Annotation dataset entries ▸
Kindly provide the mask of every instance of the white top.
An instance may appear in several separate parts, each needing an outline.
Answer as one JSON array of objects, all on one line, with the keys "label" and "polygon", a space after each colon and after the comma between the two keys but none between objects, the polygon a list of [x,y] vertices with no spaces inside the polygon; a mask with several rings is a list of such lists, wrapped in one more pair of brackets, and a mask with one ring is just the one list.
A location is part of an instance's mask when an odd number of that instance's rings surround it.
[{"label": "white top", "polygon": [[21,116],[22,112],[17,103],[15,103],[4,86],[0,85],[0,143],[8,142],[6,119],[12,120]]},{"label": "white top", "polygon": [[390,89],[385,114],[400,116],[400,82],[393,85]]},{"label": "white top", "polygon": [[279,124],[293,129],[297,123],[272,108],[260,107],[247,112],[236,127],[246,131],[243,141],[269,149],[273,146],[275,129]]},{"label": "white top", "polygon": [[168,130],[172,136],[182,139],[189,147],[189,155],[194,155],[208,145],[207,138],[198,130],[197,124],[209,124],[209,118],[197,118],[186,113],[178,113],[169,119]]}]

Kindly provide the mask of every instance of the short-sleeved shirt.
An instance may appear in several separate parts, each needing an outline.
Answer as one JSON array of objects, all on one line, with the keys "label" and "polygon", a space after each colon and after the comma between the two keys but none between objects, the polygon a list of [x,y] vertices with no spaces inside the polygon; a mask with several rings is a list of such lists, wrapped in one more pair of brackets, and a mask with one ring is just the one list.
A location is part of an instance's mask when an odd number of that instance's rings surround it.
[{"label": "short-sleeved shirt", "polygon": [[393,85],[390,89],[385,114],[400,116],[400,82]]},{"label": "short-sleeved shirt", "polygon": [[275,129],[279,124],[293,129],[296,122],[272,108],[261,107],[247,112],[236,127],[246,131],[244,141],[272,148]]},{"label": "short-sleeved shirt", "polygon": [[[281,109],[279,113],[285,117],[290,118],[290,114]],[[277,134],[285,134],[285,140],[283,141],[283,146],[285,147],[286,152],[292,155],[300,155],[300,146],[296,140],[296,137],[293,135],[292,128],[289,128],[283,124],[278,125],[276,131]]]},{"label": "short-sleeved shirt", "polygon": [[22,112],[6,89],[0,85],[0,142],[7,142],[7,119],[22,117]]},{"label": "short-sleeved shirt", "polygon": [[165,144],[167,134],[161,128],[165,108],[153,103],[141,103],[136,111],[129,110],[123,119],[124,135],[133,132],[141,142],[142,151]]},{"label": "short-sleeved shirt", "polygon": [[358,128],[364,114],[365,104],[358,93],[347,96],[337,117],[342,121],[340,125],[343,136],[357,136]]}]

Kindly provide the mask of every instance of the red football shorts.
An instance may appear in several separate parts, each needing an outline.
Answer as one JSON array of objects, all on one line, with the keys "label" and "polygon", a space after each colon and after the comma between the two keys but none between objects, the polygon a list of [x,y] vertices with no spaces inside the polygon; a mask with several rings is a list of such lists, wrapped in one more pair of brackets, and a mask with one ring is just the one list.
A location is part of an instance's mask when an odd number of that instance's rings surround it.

STATED PROBLEM ▸ Can you rewrite all of the items above, replacing every occurrence of "Kindly provide" with "Please supply" and keeping everything else the same?

RESPONSE BELOW ▸
Please supply the mask of every instance of the white top.
An instance may appear in several separate parts, each needing an outline.
Answer as one JSON array of objects, all on one line, with the keys "label" and "polygon", a space after each colon and after the comma between the two keys but none between objects, the polygon a list of [x,y] vertices with no spaces inside the polygon; a mask with several rings is a list of such lists, wrapped in one more pair of brackets, and a mask with one ring is just the one list.
A location is part of an instance's mask when an odd number of that instance's rings surround it.
[{"label": "white top", "polygon": [[21,116],[22,112],[17,103],[15,103],[4,86],[0,85],[0,143],[8,142],[6,119],[12,120]]},{"label": "white top", "polygon": [[390,89],[385,114],[400,116],[400,82],[393,85]]},{"label": "white top", "polygon": [[279,124],[293,129],[297,123],[272,108],[260,107],[247,112],[236,127],[246,131],[243,141],[269,149],[273,146],[275,129]]},{"label": "white top", "polygon": [[168,130],[172,136],[182,139],[189,147],[189,155],[194,155],[208,145],[207,138],[198,130],[197,124],[209,124],[209,118],[197,118],[186,113],[178,113],[169,119]]}]

Please supply the mask of every instance of the short-sleeved shirt.
An instance may appear in several separate parts, each needing an outline.
Answer as one JSON array of objects, all on one line, with the keys "label" and "polygon", a space after each colon and after the comma between the two keys but none between objects, the polygon a list of [x,y] vertices with no spaces inside the polygon; a mask with several rings is a list of such lists, wrapped in one more pair of brackets, and a mask with one ring is just the one list.
A location is part of an instance's mask when an odd number of that instance's rings surround it.
[{"label": "short-sleeved shirt", "polygon": [[393,85],[390,89],[385,114],[400,116],[400,82]]},{"label": "short-sleeved shirt", "polygon": [[275,129],[279,124],[293,129],[296,122],[272,108],[261,107],[247,112],[236,127],[246,131],[244,141],[272,148]]},{"label": "short-sleeved shirt", "polygon": [[[281,109],[279,113],[285,117],[290,118],[290,114]],[[277,134],[285,134],[285,140],[283,141],[283,146],[285,147],[286,152],[292,155],[300,155],[300,146],[296,140],[296,137],[293,135],[292,128],[289,128],[283,124],[278,125],[276,131]]]},{"label": "short-sleeved shirt", "polygon": [[22,112],[6,89],[0,85],[0,142],[7,142],[7,119],[22,117]]},{"label": "short-sleeved shirt", "polygon": [[165,144],[167,134],[161,128],[165,108],[153,103],[141,103],[136,111],[129,110],[123,119],[124,135],[133,132],[141,142],[142,151]]},{"label": "short-sleeved shirt", "polygon": [[358,128],[364,114],[365,104],[358,93],[347,96],[337,117],[342,121],[340,125],[343,136],[357,136]]}]

Please supply the mask of every instance of the red football shorts.
An instance may appear in several separate parts, each needing an outline.
Answer as one JSON array of objects, all on one line, with the keys "label" and "polygon", a space after each colon and after the comma between the two keys but none between objects, the polygon a list of [x,y] vertices with no spaces inside the polygon; a mask with several rings is a list of such lists, wrapped in one more pair of brackets, and a mask with one ring is just the one list.
A location is part of an instance's mask when an odd number of that instance's rings surround it.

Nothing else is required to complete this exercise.